Source data —
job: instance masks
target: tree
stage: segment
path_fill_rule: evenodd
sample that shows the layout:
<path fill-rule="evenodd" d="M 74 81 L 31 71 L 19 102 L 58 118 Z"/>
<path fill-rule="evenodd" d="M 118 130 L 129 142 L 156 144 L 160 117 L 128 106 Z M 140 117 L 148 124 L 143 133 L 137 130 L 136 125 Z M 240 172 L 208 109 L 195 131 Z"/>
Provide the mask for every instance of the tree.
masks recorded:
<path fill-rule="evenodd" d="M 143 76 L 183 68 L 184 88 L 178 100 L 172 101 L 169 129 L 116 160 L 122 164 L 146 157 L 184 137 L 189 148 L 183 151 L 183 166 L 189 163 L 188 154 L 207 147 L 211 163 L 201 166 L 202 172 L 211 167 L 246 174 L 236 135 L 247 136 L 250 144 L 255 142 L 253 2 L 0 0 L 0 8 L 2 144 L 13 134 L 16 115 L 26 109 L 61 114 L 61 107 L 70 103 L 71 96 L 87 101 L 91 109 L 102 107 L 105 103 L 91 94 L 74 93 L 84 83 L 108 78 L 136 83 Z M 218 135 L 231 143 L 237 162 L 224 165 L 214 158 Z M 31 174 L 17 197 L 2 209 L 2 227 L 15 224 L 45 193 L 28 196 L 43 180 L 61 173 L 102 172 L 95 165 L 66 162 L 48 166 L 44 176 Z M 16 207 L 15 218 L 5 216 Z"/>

Work to complete — Return every line of the material above unchanged.

In response —
job: instance masks
target: tree
stage: segment
path_fill_rule: evenodd
sample that shows the layout:
<path fill-rule="evenodd" d="M 74 81 L 31 71 L 19 102 L 58 118 Z"/>
<path fill-rule="evenodd" d="M 118 130 L 129 142 L 156 144 L 160 117 L 128 106 Z M 140 117 L 148 124 L 143 133 L 137 130 L 136 125 Z M 240 172 L 208 109 L 195 131 Z"/>
Provide the mask for every instance of the tree.
masks recorded:
<path fill-rule="evenodd" d="M 143 76 L 183 68 L 184 88 L 178 100 L 172 101 L 169 129 L 116 160 L 122 164 L 146 157 L 184 137 L 189 148 L 183 151 L 183 166 L 189 163 L 188 154 L 207 147 L 211 163 L 201 166 L 202 172 L 211 167 L 246 174 L 236 135 L 247 136 L 250 144 L 255 142 L 253 2 L 0 0 L 0 8 L 2 144 L 13 134 L 16 115 L 26 109 L 61 114 L 61 107 L 70 103 L 71 96 L 87 101 L 91 109 L 102 107 L 105 103 L 91 94 L 74 93 L 84 83 L 108 78 L 136 83 Z M 218 135 L 231 143 L 237 162 L 224 165 L 214 158 Z M 31 174 L 17 197 L 2 209 L 2 227 L 15 224 L 45 193 L 28 196 L 43 180 L 61 173 L 102 172 L 95 165 L 66 162 L 48 166 L 44 176 Z M 16 207 L 15 218 L 5 216 Z"/>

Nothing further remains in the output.